▶ _WORK TO BE COMPLETED_:
How many of the lines below contain the string "house"? Case matters; reply with the number only.

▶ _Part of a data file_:

>>

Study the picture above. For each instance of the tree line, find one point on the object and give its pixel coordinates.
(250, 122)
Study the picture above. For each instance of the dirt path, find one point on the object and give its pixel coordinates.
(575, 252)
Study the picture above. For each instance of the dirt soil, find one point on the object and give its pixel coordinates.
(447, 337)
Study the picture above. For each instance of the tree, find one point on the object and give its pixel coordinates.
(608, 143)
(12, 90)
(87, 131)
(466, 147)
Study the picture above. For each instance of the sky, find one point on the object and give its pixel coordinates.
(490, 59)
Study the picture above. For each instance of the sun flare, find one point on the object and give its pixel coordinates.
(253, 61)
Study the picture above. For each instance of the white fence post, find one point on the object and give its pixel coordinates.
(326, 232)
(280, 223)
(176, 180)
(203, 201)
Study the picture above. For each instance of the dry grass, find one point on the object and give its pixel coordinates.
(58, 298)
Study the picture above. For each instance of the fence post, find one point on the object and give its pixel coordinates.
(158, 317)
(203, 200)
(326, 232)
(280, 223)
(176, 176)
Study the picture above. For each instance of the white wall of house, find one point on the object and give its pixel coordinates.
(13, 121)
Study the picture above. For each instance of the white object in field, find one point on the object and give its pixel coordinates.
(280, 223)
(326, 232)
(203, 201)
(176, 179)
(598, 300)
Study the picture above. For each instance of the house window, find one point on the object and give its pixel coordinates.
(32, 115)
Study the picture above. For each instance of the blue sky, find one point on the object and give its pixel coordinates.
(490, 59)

<<
>>

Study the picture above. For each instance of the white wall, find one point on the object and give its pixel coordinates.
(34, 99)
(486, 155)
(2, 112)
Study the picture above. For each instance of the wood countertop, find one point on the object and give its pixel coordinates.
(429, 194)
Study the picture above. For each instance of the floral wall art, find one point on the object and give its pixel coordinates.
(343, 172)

<<

▶ _RESULT OF THIS EXERCISE_:
2